Il contatto con la realtà, come spesso avviene, è a livello internazionale. Quando dopo Ferragosto Boris va a incontrare a tu per tu Angela Merkel ed Emmanuel Macron, prima del summit del G7: lui spera di far leva sul suo (dubbio) charme personale, ma gli europei non si fanno abbindolare. Gli dicono che ha trenta giorni per farsi avanti con proposte alternative: lui prova a rivenderselo in patria come un grande successo, un segnale che i pavidi europei stanno cedendo. Ma dalle cancellerie continentali arriva tutt’altra musica.
Boris allora fa la voce grossa, fa capire che il no deal non lo spaventa, se è quello che gli europei vogliono tanto peggio. A questo punto i deputati di Westminster cominciano a sentire puzza di bruciato e studiano le contromisure. Ma Boris pigia il piedone sull’acceleratore: e sospende il Parlamento. Gli avversari gridano al golpe, ma lui tira dritto e manda il fido scudiero Jacob Rees-Mogg a chiedere l’assenso della Regina.
A quel punto, tutto precipita. I deputati scagliano il colpo di coda e Boris diventa il primo premier che perde tutte le votazioni in Parlamento da quando si è insediato: Westminster gli ingiunge di chiedere il rinvio della Brexit e gli nega le elezioni anticipate.
Londra-Bruxelles
Le ultime voci lo danno pronto a fare mezza marcia indietro e dire sì a un compromesso
Boris perde la bussola. Finisce a trascinare tori per la cavezza e ad alzare la manona fra i banchi di scuola. Ma soprattutto proclama che non rinvierà mai la Brexit, «piuttosto finisco morto in un fosso». Alle sue spalle, una poliziotta sviene, mentre lui continua a farfugliare frasi inconcludenti.
E tuttavia... gli ultimi spifferi da Downing Street dicono che Johnson sarebbe adesso pronto a fare una mezza marcia indietro, ad accettare un compromesso che potrebbe essere ben accolto dagli europei e soprattutto digerito dal Parlamento: così sarebbe fugato lo spettro del no deal e si andrebbe a una Brexit ordinata e composta. Che ci sia del metodo nella sua follia?

## VOCI DEL DATASET

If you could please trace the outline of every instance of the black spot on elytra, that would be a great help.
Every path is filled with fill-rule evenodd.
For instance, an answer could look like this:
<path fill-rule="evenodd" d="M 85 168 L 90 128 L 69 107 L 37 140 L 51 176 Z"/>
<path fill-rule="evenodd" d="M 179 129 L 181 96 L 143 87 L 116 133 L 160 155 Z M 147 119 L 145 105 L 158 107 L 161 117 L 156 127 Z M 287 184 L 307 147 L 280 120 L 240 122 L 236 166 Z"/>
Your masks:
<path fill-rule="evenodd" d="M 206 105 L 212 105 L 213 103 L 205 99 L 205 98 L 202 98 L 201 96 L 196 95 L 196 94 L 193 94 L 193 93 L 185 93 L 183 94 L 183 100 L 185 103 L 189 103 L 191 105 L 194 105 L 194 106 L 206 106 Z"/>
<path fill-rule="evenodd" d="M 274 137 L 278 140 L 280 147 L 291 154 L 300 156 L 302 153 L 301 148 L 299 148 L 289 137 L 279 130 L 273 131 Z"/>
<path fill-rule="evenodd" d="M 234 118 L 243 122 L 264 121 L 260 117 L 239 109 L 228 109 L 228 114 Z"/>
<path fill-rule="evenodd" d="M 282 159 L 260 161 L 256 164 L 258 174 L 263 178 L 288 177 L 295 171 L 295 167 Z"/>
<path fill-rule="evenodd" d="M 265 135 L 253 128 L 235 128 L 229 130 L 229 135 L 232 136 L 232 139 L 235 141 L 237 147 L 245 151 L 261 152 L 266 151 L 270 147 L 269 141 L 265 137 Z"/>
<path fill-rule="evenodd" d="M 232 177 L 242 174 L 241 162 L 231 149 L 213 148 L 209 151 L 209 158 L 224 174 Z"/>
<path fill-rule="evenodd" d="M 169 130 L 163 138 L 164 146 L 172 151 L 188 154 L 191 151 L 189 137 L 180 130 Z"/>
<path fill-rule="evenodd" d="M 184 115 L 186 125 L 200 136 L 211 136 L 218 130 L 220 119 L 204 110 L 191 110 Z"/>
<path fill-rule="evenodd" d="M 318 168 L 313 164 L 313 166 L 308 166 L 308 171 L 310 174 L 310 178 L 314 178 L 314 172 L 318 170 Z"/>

## CONSEGNA
Nel testo su Boris Johnson e la Brexit, riporta la parte che si apre con le parole contenenti "Londra-Bruxelles" e si chiude con "farfugliare frasi inconcludenti.", sostituendo "bussola" con "tramontana".

## RISULTATO
Londra-Bruxelles
Le ultime voci lo danno pronto a fare mezza marcia indietro e dire sì a un compromesso
Boris perde la tramontana. Finisce a trascinare tori per la cavezza e ad alzare la manona fra i banchi di scuola. Ma soprattutto proclama che non rinvierà mai la Brexit, «piuttosto finisco morto in un fosso». Alle sue spalle, una poliziotta sviene, mentre lui continua a farfugliare frasi inconcludenti.